§ **TAREFAS DO EXERCÍCIO**:
1. Resuma o trecho em duas frases.
2. Responda com base no trecho:
(a) Em que cidade fica a sede do Instituto de Formação de Líderes?
(b) Em que ano o governador de Minas Gerais diz ter nascido?
(c) Um líder de qual partido britânico é citado por Eduardo Wolf?
3. Transcreva a parte do trecho que começa com as palavras "Minutos atrás estava" e termina com "menos aplausos envergonhados.".
··· TRECHO DA PÁGINA
Em setembro do ano passado, o Instituto de
Formação de Líderes (IFL), sediado em Belo Horizonte, fazia os arremates finais
para a realização do Fórum Liberdade e Democracia, evento anual que promove há
uma década. Havia uma expectativa generalizada porque a décima edição do evento
seria a primeira sob um governo de direita, com um liberal notório no comando
do Ministério da Economia. O clima de uma celebração entre iguais, todos
liberais de direita rezando pela mesma cartilha, logo se mostrou ilusório. Na abertura,
o governador de Minas Gerais, Romeu Zema, do Partido Novo, exaltou o primeiro
ano do governo Bolsonaro e, a certa altura, demonstrou dúvidas sobre alguns
conceitos básicos.
“Eu sou nascido em
1964”, começou o governador. “Exatamente no ano da revolução ou do golpe
militar, depende de quem quer dar o nome. De 1964 a 1985 nós vivemos um regime
militar – alguns chamam de ditadura, de repressão – e de 1985 até o ano passado
nós vivemos uma democracia. E eu posso dizer por mim mesmo: foi uma democracia
irresponsável!” A plateia reagiu como se estivesse ouvindo uma obviedade, até
que o professor Eduardo Wolf, estudioso do liberalismo e conservadorismo,
começou a falar. E disparou:
“No Brasil temos
uma tradição autoritária, que é absolutamente inseparável daquilo que se
traduziu, nos últimos anos, em termos de conservadorismo ou de liberalismo.
Minutos atrás estava no palco ninguém menos que o governador do estado de Minas
Gerais, com dúvidas, com hesitações, sobre se deveria se referir à ditadura
militar como uma ditadura. Isso é produto de uma mentalidade reacionária e
autoritária que é a matriz do pensamento brasileiro.” Na plateia, surgiram
vaias e alguns aplausos envergonhados.
Wolf continuou: “Um
regime fecha o Congresso, mata, prende, tortura. Como alguém pode ter dúvidas
se é uma ditadura ou não é? Se o governador de Minas Gerais faltou à aula de
formação política do Partido Novo, ainda está em tempo de voltar e entender que
isso é uma ditadura. É impossível um líder do Partido Conservador britânico ter
essa hesitação.” Dessa vez, houve mais vaias e menos aplausos envergonhados.
······
··· LINHAS FORNECIDAS
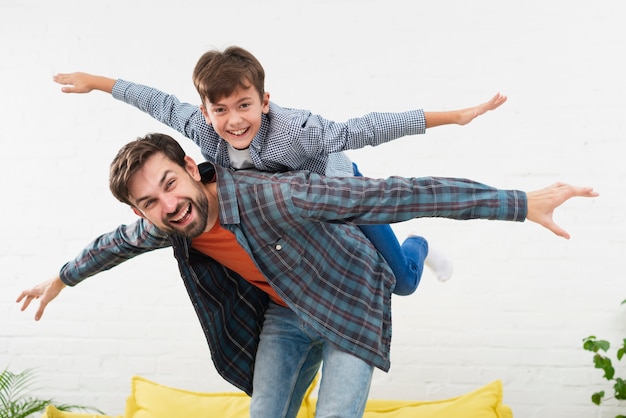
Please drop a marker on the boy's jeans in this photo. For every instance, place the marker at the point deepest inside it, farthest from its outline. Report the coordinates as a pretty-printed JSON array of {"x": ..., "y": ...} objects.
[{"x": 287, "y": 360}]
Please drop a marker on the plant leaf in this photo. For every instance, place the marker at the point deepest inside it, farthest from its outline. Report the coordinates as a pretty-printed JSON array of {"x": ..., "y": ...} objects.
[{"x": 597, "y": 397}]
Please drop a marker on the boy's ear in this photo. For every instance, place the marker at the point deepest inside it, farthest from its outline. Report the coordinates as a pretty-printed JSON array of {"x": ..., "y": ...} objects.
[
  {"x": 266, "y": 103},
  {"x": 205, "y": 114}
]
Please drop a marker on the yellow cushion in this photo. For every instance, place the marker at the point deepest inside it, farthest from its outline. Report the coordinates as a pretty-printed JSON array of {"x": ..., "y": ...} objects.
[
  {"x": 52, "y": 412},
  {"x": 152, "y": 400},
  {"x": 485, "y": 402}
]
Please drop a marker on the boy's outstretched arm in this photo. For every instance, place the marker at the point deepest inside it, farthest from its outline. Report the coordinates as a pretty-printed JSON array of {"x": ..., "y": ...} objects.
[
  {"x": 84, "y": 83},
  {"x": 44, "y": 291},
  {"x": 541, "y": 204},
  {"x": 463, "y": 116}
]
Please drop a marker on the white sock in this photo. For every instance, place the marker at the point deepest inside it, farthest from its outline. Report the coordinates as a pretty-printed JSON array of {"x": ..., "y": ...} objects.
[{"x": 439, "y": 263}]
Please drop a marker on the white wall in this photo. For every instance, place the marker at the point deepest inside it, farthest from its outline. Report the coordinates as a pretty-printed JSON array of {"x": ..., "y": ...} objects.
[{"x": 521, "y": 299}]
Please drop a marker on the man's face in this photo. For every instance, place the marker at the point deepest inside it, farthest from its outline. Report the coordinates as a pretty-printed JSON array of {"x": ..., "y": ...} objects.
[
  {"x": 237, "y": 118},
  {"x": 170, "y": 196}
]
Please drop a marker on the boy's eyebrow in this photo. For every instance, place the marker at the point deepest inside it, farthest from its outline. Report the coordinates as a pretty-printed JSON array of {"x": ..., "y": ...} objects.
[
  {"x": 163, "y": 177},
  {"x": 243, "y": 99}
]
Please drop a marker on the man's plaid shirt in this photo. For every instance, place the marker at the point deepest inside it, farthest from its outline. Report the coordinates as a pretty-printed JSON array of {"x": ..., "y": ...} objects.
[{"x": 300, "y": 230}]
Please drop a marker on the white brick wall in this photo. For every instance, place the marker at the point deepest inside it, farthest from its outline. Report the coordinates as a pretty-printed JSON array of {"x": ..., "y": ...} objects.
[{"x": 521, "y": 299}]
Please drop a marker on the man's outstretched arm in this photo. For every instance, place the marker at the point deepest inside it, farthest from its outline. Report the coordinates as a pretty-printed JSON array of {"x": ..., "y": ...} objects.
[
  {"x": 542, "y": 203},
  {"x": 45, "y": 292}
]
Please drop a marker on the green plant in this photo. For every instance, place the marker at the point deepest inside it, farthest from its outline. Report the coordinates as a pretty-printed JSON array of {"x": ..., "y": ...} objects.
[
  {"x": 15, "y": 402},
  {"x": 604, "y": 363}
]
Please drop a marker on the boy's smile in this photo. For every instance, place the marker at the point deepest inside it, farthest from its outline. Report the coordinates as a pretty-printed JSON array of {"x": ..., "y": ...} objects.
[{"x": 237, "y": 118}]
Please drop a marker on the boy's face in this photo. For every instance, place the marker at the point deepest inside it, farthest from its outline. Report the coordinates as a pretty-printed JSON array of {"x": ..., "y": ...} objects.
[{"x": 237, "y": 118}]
······
§ **RESPOSTAS DAS TAREFAS**:
1. Em setembro do ano passado, o Instituto de Formação de Líderes, sediado em Belo Horizonte, preparava a décima edição do Fórum Liberdade e Democracia, a primeira sob um governo de direita. Na abertura, o governador Romeu Zema mostrou dúvidas sobre chamar de ditadura o regime de 1964 a 1985, e o professor Eduardo Wolf criticou essa hesitação, recebendo vaias e alguns aplausos envergonhados.

2.
(a) Belo Horizonte.
(b) 1964.
(c) Do Partido Conservador britânico.

3.
Minutos atrás estava no palco ninguém menos que o governador do estado de Minas
Gerais, com dúvidas, com hesitações, sobre se deveria se referir à ditadura
militar como uma ditadura. Isso é produto de uma mentalidade reacionária e
autoritária que é a matriz do pensamento brasileiro.” Na plateia, surgiram
vaias e alguns aplausos envergonhados.
Wolf continuou: “Um
regime fecha o Congresso, mata, prende, tortura. Como alguém pode ter dúvidas
se é uma ditadura ou não é? Se o governador de Minas Gerais faltou à aula de
formação política do Partido Novo, ainda está em tempo de voltar e entender que
isso é uma ditadura. É impossível um líder do Partido Conservador britânico ter
essa hesitação.” Dessa vez, houve mais vaias e menos aplausos envergonhados.